== Provided passage ==

They fell back on some admittedly unscientific cliches.
"It knocked our socks off!" admitted Edward Churchwell of the University of Wisconsin, who is also principal investigator for GLIMPSE, the Galactic Legacy Infrared Mid-Plane Survey Extraordinaire. That, I am told, is a serious enterprise, despite the goofy name.
Obviously, Churchwell and his fellow glimpsers had gotten quite an eyeful. "We were really excited," he declared.
Compared to many of his colleagues, astronomer Dan Watson of the University of Rochester was pretty open about the major astronomical reassessment on the horizon now.
"The object is only a million years old," Watson said of Goo-Goo. "That probably makes it the youngest planet that we've ever seen, and young enough that it really causes problems for the major theories of planetary formation."

===

- Required actions:
1. From the listing, reproduce the lines starting with the line that contains "# point at: bright" and going on through the line that contains "x=274, y=166". Omit any picture from your copy.
2. Carry on the astronomy passage, picking up after its final sentence.
The astronomy passage above and the listing that comes next are from unrelated sources.

== Dataset rows ==

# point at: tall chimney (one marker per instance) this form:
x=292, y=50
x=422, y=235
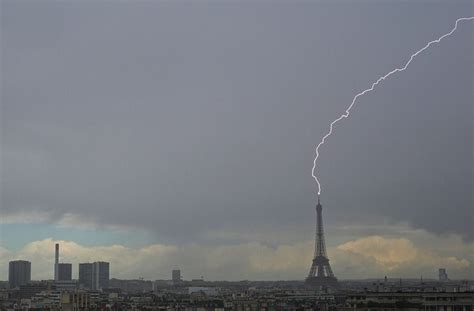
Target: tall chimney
x=56, y=263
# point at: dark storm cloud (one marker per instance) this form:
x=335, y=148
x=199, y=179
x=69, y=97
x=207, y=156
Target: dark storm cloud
x=188, y=117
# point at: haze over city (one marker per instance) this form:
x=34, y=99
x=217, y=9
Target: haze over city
x=159, y=135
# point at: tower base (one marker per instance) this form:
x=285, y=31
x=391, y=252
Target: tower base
x=322, y=281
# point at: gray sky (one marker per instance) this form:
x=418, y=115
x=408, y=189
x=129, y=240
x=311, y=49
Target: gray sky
x=197, y=121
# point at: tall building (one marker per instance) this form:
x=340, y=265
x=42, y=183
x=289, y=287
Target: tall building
x=85, y=275
x=100, y=275
x=56, y=262
x=443, y=276
x=320, y=274
x=176, y=276
x=19, y=273
x=64, y=272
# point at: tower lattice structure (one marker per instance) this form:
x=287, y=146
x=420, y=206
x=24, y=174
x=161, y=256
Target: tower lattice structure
x=320, y=274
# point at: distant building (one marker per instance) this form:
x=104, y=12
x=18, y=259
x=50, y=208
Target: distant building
x=64, y=272
x=100, y=275
x=19, y=273
x=176, y=276
x=56, y=262
x=443, y=276
x=85, y=275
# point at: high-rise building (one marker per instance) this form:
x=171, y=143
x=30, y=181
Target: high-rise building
x=100, y=275
x=443, y=275
x=56, y=262
x=176, y=276
x=85, y=275
x=320, y=274
x=64, y=272
x=19, y=273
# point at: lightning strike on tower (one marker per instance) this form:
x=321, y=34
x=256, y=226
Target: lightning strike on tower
x=347, y=112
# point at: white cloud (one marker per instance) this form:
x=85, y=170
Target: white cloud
x=400, y=257
x=365, y=257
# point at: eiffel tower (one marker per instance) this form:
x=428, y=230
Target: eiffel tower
x=320, y=274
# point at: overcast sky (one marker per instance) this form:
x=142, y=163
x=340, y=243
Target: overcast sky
x=183, y=134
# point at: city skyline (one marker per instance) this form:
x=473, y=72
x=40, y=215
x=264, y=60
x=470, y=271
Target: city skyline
x=185, y=138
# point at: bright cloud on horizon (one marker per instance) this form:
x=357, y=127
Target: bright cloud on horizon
x=365, y=257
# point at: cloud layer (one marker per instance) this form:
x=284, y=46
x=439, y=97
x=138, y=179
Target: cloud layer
x=371, y=256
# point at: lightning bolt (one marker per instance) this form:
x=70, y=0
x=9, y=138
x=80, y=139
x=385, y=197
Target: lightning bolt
x=347, y=112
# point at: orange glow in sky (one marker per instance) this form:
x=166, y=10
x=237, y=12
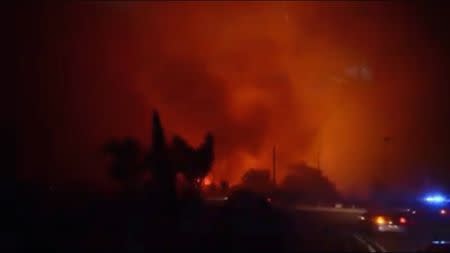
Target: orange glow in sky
x=254, y=74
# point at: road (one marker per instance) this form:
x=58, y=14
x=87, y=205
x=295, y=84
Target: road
x=321, y=222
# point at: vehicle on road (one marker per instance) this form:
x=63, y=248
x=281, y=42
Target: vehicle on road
x=384, y=221
x=437, y=246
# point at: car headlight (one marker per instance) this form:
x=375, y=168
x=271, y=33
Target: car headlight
x=380, y=220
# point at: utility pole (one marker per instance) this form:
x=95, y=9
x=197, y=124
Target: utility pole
x=274, y=166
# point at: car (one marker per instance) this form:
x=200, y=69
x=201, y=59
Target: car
x=437, y=246
x=384, y=221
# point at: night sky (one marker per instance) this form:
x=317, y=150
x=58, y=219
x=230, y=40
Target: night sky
x=255, y=74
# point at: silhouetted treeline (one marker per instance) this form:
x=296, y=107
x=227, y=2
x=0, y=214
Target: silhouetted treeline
x=163, y=160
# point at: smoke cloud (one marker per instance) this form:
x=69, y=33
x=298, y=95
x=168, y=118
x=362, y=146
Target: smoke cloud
x=254, y=74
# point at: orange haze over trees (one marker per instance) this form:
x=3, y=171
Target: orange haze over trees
x=324, y=82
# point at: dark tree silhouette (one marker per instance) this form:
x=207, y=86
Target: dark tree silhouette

===

- Task-by-task outputs:
1.
# point at: bright cloud on horizon (one marker per instance) this form:
x=357, y=127
Target: bright cloud on horizon
x=365, y=257
# point at: cloud layer (one marker per instance) this form:
x=284, y=46
x=439, y=97
x=138, y=179
Target: cloud layer
x=371, y=256
# point at: lightning bolt (one marker per instance) this form:
x=70, y=0
x=9, y=138
x=80, y=139
x=385, y=197
Target: lightning bolt
x=347, y=112
# point at: orange glow in sky (one marker per instance) this form:
x=166, y=10
x=237, y=12
Target: orange glow in sky
x=254, y=74
# point at: road (one marker per instance) this form:
x=58, y=14
x=87, y=205
x=295, y=84
Target: road
x=321, y=222
# point at: vehicle on road (one marker per instance) this form:
x=63, y=248
x=281, y=42
Target: vehicle on road
x=384, y=221
x=437, y=246
# point at: car headlight (one marker per instance) this form:
x=375, y=168
x=271, y=33
Target: car headlight
x=380, y=220
# point at: utility pole (one marker per instance) this form:
x=95, y=9
x=197, y=124
Target: utility pole
x=274, y=166

2.
"I expect Spitzer will discover many more of these important objects, each one a unique laboratory," said Anne Kinney, director of the Astronomy and Physics Division of the Office of Space Science at NASA Headquarters in Washington. She was speaking, of course, about the powerful NASA telescope, not the New York State attorney general, although both of them do have far-and-wide ambitions they have only begun to achieve.
So what's next for Goo-Goo?
What's next for the shaken field of astronomy?
And what's next for those of us asking, "How on Earth did we get here?"
I'll get back to you on that, as soon as those weapons of mass destruction turn up.